Stored entries
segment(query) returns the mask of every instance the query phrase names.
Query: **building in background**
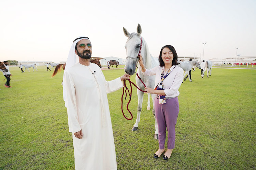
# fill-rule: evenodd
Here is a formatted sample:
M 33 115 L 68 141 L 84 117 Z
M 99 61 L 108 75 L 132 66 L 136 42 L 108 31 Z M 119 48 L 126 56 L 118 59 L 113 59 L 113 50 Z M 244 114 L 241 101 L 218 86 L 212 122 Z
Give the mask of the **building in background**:
M 108 61 L 109 62 L 118 62 L 119 65 L 123 64 L 123 59 L 121 58 L 118 58 L 115 57 L 108 57 L 102 58 L 100 60 L 100 63 L 102 65 L 106 65 Z

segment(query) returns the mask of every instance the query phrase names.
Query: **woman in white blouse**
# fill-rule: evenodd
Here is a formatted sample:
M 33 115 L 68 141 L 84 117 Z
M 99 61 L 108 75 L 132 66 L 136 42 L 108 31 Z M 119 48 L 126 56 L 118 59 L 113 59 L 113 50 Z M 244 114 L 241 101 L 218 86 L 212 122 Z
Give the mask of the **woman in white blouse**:
M 140 56 L 140 65 L 145 75 L 156 75 L 155 89 L 145 87 L 146 93 L 156 94 L 155 110 L 158 125 L 159 149 L 154 154 L 158 158 L 165 151 L 166 129 L 168 132 L 167 147 L 163 158 L 169 158 L 175 142 L 175 125 L 179 112 L 178 89 L 182 82 L 184 71 L 176 66 L 178 56 L 174 48 L 170 45 L 163 47 L 159 55 L 159 66 L 147 70 Z

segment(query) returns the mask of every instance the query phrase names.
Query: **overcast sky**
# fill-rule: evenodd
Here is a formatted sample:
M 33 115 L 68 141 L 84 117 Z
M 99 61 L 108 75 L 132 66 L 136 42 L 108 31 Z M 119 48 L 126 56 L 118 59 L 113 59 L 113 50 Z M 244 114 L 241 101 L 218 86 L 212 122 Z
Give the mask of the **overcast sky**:
M 66 61 L 73 40 L 88 36 L 93 57 L 126 57 L 124 27 L 141 34 L 154 56 L 256 55 L 256 0 L 0 0 L 0 61 Z

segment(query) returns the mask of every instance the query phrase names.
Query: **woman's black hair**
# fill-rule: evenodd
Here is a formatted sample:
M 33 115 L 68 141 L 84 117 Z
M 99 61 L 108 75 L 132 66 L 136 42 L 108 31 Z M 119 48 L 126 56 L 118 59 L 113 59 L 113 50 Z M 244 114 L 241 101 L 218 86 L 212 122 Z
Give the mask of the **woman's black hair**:
M 179 64 L 179 63 L 177 62 L 178 55 L 177 55 L 177 53 L 176 52 L 176 50 L 175 50 L 175 49 L 172 46 L 166 45 L 163 47 L 161 49 L 161 51 L 160 51 L 160 54 L 159 55 L 159 58 L 158 58 L 159 63 L 160 63 L 159 65 L 160 67 L 163 67 L 165 66 L 165 63 L 163 61 L 162 58 L 162 52 L 163 51 L 163 49 L 165 48 L 169 48 L 171 51 L 172 52 L 172 54 L 173 55 L 173 58 L 172 59 L 172 65 L 173 66 L 175 66 Z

WHAT TO WORK ON ->
Copy the records word for word from their first line through the line that contains "M 140 56 L 140", keeping both ends. Leave the pictures out of your answer.

EXERCISE SOLUTION ->
segment(query) returns the mask of every instance the query phrase names.
Query: **building in background**
# fill-rule: evenodd
Here is a formatted sample:
M 33 115 L 68 141 L 84 117 Z
M 99 61 L 108 75 L 132 66 L 136 42 L 108 31 Z M 119 48 L 126 56 L 118 59 L 113 59 L 113 50 Z M 244 114 L 241 101 L 218 86 L 212 122 Z
Give the mask of the **building in background**:
M 108 61 L 109 62 L 118 62 L 119 65 L 123 64 L 123 59 L 121 58 L 118 58 L 115 57 L 108 57 L 102 58 L 100 60 L 100 63 L 102 65 L 106 65 Z

segment(query) returns the mask of every instance the query phrase names.
Query: **woman in white blouse**
# fill-rule: evenodd
Here is a formatted sample:
M 33 115 L 68 141 L 84 117 Z
M 99 61 L 108 75 L 132 66 L 136 42 L 108 31 Z M 119 48 L 126 56 L 118 59 L 113 59 L 113 50 Z M 244 114 L 241 101 L 218 86 L 212 122 Z
Give the mask of the **woman in white blouse**:
M 140 56 L 140 65 L 145 75 L 156 75 L 155 89 L 145 87 L 146 93 L 156 94 L 155 110 L 158 125 L 159 149 L 154 154 L 158 158 L 165 151 L 166 129 L 168 132 L 167 147 L 163 158 L 169 158 L 175 142 L 175 125 L 179 112 L 178 89 L 182 82 L 184 71 L 176 66 L 178 56 L 174 48 L 170 45 L 163 47 L 159 55 L 159 66 L 147 70 Z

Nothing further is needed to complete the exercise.